What you should do
Find every line in the lines below that contains the word "wearing", and copy each one.

Input rows
>> START
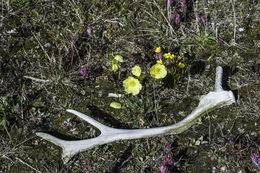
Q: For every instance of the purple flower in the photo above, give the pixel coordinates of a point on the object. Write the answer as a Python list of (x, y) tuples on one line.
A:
[(159, 55), (72, 40), (168, 160), (231, 140), (90, 30), (84, 72), (167, 147), (172, 15), (256, 159), (182, 4), (169, 5), (177, 19), (163, 168), (202, 19)]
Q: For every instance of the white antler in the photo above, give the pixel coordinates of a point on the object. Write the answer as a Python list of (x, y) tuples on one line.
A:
[(209, 102)]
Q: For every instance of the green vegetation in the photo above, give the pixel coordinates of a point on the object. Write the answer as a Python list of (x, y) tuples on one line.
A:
[(56, 55)]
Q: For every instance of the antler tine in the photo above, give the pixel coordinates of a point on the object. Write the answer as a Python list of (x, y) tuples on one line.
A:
[(218, 80), (209, 102), (103, 128)]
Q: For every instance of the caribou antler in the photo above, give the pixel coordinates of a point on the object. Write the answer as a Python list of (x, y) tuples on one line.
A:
[(209, 102)]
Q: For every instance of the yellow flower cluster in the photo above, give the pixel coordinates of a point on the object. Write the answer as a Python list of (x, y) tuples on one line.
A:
[(132, 85), (115, 64), (158, 71), (181, 65), (136, 70)]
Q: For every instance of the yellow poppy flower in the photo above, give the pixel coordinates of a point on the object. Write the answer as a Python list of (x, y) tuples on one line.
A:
[(181, 65), (158, 71), (158, 49), (132, 85), (115, 105), (159, 61), (136, 70)]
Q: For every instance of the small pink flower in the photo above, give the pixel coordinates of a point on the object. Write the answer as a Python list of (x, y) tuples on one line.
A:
[(177, 19), (202, 19), (84, 72), (159, 55), (172, 15), (256, 159), (182, 4), (163, 168), (90, 30), (168, 160), (169, 5), (167, 147)]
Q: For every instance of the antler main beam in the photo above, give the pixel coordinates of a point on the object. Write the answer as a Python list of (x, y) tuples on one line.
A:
[(209, 102)]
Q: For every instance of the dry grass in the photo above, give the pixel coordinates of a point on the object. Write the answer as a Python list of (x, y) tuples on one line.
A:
[(44, 44)]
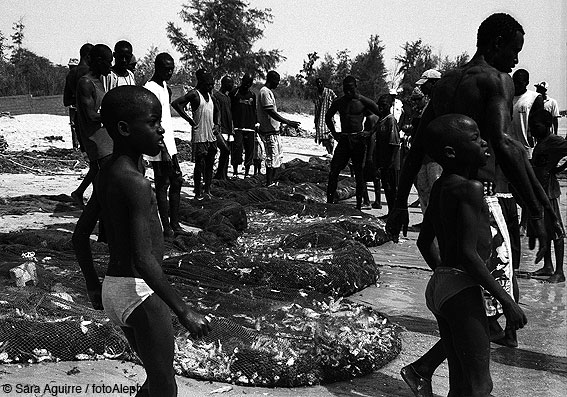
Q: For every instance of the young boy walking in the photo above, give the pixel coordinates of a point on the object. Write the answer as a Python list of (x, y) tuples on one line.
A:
[(458, 218), (135, 292), (550, 149), (387, 152)]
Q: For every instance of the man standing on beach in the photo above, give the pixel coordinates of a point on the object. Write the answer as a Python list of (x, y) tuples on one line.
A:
[(483, 90), (223, 101), (549, 104), (120, 74), (167, 173), (244, 119), (323, 100), (95, 140), (352, 107), (204, 130), (270, 120), (70, 91), (99, 147)]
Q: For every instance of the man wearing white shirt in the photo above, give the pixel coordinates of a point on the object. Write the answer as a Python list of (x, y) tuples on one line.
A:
[(167, 174), (549, 104)]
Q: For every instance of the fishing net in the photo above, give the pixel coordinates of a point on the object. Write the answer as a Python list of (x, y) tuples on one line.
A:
[(270, 265)]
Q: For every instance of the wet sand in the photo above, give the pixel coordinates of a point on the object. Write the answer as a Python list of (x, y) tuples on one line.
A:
[(538, 367)]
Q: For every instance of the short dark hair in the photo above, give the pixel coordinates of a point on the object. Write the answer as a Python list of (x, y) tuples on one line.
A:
[(388, 98), (443, 131), (99, 50), (162, 57), (499, 24), (522, 72), (85, 50), (542, 115), (349, 79), (272, 75), (122, 44), (124, 103)]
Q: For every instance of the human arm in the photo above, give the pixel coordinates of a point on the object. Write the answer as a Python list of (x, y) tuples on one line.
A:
[(398, 217), (276, 116), (82, 247), (181, 103), (469, 220), (138, 198), (426, 242), (68, 91), (512, 157), (333, 109), (86, 101)]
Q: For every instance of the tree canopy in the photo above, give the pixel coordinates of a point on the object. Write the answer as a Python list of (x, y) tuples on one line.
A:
[(224, 34)]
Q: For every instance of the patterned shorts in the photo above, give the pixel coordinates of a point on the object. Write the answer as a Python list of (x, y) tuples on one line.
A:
[(274, 149)]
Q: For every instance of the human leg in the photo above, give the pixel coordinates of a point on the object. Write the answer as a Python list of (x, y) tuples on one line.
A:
[(162, 184), (466, 318), (209, 164), (78, 193), (357, 154), (338, 162), (152, 339), (559, 275)]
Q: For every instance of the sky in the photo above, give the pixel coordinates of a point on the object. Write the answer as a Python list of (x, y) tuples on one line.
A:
[(56, 29)]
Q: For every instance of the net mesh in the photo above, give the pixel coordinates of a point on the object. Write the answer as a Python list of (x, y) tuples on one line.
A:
[(271, 265)]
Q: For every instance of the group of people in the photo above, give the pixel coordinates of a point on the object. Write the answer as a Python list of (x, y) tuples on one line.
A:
[(120, 126), (475, 170), (481, 143)]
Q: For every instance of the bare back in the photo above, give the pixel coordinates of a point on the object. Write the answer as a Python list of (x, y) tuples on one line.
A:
[(456, 206), (126, 199), (483, 93)]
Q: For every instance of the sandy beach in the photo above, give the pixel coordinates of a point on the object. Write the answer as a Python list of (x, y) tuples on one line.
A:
[(538, 367)]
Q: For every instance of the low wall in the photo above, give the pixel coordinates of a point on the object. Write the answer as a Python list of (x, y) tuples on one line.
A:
[(27, 104)]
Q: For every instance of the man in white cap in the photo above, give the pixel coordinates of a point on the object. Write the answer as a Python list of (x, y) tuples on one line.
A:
[(398, 107), (525, 103), (549, 104), (430, 171), (427, 81)]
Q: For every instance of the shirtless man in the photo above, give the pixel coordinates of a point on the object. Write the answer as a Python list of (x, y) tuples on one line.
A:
[(120, 74), (205, 130), (70, 95), (483, 90), (351, 140), (135, 292), (458, 218), (167, 173), (98, 146)]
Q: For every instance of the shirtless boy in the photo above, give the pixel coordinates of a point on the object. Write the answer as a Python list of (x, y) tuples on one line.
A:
[(135, 292), (205, 129), (457, 217), (351, 145)]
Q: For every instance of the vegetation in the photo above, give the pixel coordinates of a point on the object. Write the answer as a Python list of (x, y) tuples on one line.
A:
[(220, 39), (23, 72), (225, 31)]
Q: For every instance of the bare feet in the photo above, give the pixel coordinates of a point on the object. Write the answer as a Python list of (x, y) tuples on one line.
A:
[(78, 199), (556, 278), (420, 386), (509, 340), (544, 271)]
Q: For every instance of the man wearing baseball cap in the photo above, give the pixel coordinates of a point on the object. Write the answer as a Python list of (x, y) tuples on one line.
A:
[(430, 171), (428, 80), (549, 104)]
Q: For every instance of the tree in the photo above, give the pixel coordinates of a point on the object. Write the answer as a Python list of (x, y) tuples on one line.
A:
[(417, 58), (226, 31), (369, 69), (145, 66), (18, 35)]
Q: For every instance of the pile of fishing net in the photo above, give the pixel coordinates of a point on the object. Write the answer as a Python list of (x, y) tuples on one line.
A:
[(272, 266)]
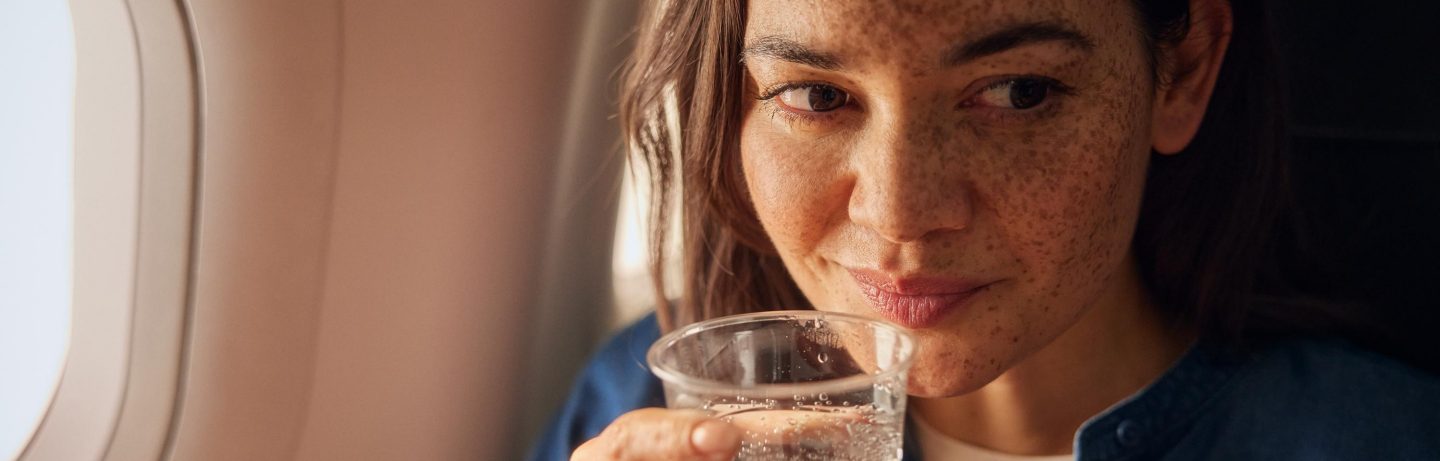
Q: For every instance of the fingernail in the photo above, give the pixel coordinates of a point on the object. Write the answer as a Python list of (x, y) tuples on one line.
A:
[(713, 437)]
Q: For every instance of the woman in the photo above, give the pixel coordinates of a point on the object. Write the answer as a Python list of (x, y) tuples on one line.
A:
[(1070, 203)]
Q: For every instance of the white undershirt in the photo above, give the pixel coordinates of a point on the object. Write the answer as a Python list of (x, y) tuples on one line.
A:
[(941, 447)]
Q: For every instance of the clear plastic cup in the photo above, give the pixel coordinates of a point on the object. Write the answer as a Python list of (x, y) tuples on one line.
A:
[(802, 385)]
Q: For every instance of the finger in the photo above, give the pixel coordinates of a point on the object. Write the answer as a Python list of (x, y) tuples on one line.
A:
[(785, 425), (663, 434)]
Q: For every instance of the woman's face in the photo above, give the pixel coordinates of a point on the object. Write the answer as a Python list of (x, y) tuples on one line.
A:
[(971, 169)]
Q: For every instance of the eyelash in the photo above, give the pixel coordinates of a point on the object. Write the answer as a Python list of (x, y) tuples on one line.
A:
[(1054, 91), (776, 110)]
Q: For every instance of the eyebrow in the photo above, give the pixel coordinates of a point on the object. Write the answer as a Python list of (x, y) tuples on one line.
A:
[(782, 48), (1001, 41)]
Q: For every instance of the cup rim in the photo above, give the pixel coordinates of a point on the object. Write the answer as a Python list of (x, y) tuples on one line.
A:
[(670, 375)]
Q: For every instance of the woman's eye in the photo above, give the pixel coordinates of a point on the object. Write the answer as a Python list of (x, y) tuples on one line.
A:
[(1015, 94), (814, 98)]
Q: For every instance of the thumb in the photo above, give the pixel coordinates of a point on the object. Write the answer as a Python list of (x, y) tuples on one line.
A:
[(663, 434)]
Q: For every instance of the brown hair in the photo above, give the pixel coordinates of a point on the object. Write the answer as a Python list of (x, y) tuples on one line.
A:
[(1207, 215)]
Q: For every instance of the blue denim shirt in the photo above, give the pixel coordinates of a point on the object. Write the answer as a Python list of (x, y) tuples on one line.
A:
[(1295, 399)]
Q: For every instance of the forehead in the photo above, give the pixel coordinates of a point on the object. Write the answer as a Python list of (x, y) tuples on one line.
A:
[(919, 26)]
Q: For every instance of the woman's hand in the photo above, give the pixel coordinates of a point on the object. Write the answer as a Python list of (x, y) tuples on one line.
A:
[(663, 434)]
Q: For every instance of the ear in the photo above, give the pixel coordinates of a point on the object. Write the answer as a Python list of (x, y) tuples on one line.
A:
[(1191, 68)]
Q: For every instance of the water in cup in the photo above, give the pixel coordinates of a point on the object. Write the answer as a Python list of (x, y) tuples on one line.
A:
[(802, 385)]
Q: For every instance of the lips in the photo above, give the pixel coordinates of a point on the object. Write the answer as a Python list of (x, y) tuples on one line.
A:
[(915, 301)]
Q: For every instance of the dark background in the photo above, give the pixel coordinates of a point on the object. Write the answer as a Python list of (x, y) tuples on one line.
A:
[(1364, 101)]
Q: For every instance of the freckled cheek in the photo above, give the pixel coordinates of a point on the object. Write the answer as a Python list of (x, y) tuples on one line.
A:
[(1064, 218), (788, 189)]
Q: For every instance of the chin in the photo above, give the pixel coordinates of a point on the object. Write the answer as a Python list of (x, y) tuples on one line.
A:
[(943, 369)]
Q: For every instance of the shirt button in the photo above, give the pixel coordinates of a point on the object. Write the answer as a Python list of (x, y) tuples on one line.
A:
[(1129, 432)]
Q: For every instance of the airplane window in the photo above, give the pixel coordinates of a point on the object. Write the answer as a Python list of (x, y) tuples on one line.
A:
[(36, 103), (634, 293)]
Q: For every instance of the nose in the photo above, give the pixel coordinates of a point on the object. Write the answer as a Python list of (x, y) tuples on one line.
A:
[(907, 189)]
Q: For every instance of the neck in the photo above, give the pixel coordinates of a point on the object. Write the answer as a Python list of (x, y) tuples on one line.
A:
[(1118, 347)]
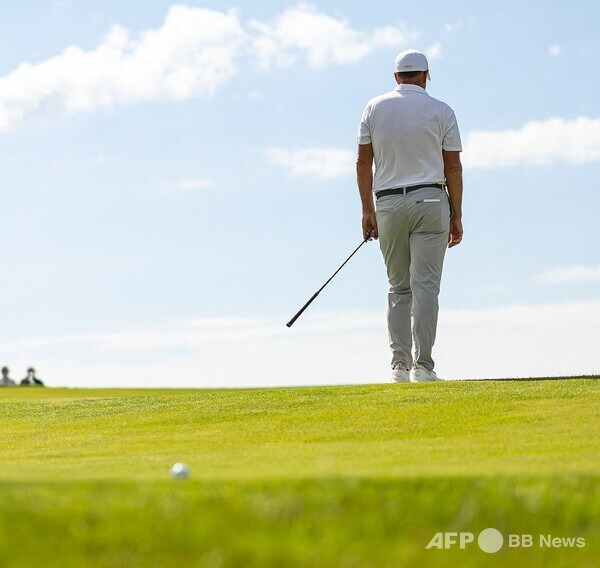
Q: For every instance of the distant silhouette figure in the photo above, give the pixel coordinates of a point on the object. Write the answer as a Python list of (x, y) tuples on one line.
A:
[(6, 381), (31, 380)]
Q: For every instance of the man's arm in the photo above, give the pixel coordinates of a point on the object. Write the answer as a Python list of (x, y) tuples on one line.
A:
[(453, 173), (364, 177)]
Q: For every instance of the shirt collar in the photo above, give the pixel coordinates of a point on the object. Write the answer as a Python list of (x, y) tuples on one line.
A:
[(404, 87)]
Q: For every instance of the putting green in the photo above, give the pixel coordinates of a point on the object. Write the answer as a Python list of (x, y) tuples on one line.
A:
[(331, 476)]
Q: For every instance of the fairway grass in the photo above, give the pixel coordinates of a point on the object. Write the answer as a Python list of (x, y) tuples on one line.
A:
[(319, 476)]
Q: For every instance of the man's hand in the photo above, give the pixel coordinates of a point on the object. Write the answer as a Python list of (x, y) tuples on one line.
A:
[(455, 234), (370, 227)]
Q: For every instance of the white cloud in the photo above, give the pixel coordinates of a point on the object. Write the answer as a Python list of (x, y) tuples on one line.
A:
[(554, 50), (322, 348), (325, 163), (323, 39), (573, 274), (192, 184), (192, 54), (535, 143)]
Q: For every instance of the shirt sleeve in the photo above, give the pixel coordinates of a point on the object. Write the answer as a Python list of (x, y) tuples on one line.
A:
[(364, 129), (451, 140)]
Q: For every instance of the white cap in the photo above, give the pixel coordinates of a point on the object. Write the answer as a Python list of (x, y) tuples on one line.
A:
[(411, 60)]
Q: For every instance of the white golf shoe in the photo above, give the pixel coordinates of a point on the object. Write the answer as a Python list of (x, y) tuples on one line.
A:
[(400, 375), (424, 376)]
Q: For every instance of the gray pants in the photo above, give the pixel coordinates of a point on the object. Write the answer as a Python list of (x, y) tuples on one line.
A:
[(413, 236)]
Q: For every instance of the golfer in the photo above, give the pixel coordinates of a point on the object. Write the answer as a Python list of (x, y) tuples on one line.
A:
[(414, 142)]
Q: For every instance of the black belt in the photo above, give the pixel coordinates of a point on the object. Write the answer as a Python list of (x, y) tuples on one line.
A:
[(401, 190)]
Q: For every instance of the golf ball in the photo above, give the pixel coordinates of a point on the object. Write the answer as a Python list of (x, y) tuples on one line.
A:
[(180, 471)]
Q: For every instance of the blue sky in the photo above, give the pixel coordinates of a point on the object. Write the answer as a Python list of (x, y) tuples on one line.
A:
[(178, 179)]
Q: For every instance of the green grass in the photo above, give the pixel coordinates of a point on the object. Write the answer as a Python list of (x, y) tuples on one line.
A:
[(331, 476)]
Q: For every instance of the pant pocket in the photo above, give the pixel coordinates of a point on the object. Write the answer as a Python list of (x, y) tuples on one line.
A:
[(431, 214)]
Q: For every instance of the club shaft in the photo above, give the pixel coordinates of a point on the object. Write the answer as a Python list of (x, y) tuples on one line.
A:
[(312, 299)]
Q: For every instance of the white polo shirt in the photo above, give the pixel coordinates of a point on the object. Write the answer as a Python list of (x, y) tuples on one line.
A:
[(408, 130)]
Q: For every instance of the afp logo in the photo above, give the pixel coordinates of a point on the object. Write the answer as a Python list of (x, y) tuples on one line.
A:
[(489, 540)]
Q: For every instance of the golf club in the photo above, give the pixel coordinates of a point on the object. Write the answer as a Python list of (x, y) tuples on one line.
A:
[(301, 310)]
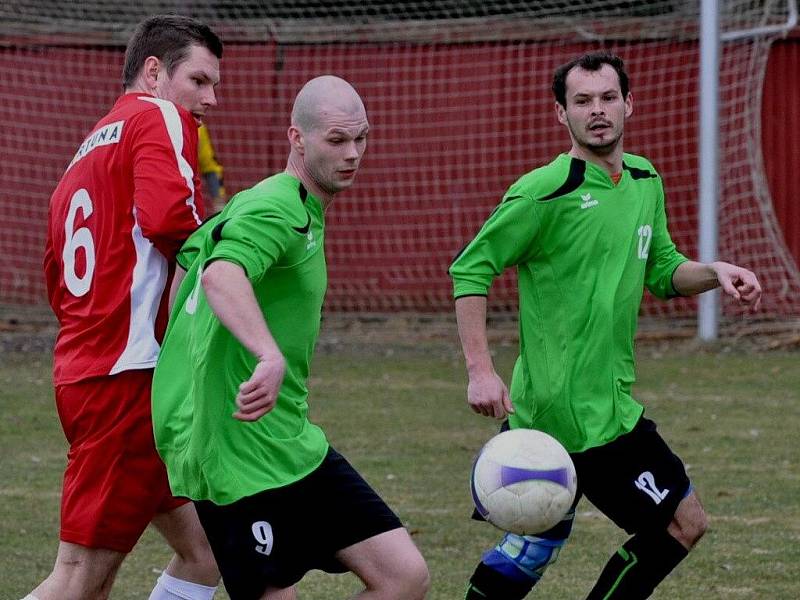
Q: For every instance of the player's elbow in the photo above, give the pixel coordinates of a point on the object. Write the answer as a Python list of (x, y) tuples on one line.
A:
[(221, 277)]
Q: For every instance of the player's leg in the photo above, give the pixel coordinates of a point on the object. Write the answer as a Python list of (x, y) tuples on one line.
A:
[(643, 489), (95, 531), (389, 565), (511, 569), (192, 572), (79, 573), (365, 536), (649, 556)]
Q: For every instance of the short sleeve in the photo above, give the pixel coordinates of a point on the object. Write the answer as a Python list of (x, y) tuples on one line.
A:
[(505, 239), (253, 241)]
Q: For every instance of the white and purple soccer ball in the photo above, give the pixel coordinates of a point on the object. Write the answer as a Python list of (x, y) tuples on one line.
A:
[(523, 481)]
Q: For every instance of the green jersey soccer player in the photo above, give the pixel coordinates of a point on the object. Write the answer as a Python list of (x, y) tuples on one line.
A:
[(230, 407), (586, 234)]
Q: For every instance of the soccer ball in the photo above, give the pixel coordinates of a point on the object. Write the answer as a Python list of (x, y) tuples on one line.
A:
[(523, 481)]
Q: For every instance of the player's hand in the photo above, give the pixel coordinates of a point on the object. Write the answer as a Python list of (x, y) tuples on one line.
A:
[(257, 395), (739, 283), (487, 395)]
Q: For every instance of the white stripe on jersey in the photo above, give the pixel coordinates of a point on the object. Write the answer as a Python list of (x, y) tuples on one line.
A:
[(175, 131), (147, 288)]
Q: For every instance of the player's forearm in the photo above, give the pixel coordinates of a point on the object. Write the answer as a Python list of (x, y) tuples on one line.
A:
[(177, 278), (471, 319), (231, 297), (691, 278)]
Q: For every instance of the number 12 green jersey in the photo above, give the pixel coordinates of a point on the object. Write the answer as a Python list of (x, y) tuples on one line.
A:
[(584, 250)]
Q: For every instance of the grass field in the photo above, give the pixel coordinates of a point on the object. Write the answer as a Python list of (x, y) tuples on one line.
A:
[(400, 417)]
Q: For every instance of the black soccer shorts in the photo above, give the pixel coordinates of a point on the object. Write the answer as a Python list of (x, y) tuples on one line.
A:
[(636, 480), (274, 537)]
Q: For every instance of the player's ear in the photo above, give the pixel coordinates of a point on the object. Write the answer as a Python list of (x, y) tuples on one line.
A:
[(561, 113), (296, 139), (150, 71), (628, 105)]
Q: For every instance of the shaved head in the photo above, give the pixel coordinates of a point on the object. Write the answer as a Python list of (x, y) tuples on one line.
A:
[(322, 97)]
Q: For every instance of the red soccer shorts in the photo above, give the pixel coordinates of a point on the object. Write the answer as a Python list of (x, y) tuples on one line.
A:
[(115, 482)]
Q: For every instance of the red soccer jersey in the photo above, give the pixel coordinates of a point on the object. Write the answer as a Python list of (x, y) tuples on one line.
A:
[(121, 211)]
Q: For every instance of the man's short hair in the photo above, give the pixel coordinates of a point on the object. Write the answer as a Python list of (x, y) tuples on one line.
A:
[(593, 61), (168, 38)]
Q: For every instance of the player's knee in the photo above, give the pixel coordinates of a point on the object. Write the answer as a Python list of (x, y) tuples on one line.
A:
[(408, 580), (690, 523), (198, 557), (413, 581)]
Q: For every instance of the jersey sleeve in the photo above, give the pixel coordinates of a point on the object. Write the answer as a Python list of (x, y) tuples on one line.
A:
[(166, 183), (663, 257), (253, 241), (192, 248), (505, 239)]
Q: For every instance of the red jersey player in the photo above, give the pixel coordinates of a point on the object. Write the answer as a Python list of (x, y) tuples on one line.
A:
[(127, 201)]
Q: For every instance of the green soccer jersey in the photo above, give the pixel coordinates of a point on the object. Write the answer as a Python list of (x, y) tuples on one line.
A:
[(275, 232), (584, 249)]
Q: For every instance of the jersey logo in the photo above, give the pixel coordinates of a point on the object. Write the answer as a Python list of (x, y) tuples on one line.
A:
[(262, 531), (108, 134), (304, 230), (587, 201), (647, 484)]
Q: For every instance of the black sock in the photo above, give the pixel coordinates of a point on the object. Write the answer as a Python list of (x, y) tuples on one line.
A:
[(488, 584), (638, 567)]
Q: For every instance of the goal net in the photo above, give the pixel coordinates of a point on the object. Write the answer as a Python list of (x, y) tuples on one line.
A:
[(458, 99)]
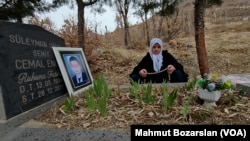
>> END
Worked solution
Q: For every instance of the man wearing white shirt in the photo above, give the pixel coordinates of a point on the object. Write the answer as a Python list of (x, y) tuples on one line.
Q: For every instance of the man wearing baseball cap in the photo above, give the pixel coordinates of a point on the object. Write the answer as a Python list of (x, y) tuples on one line.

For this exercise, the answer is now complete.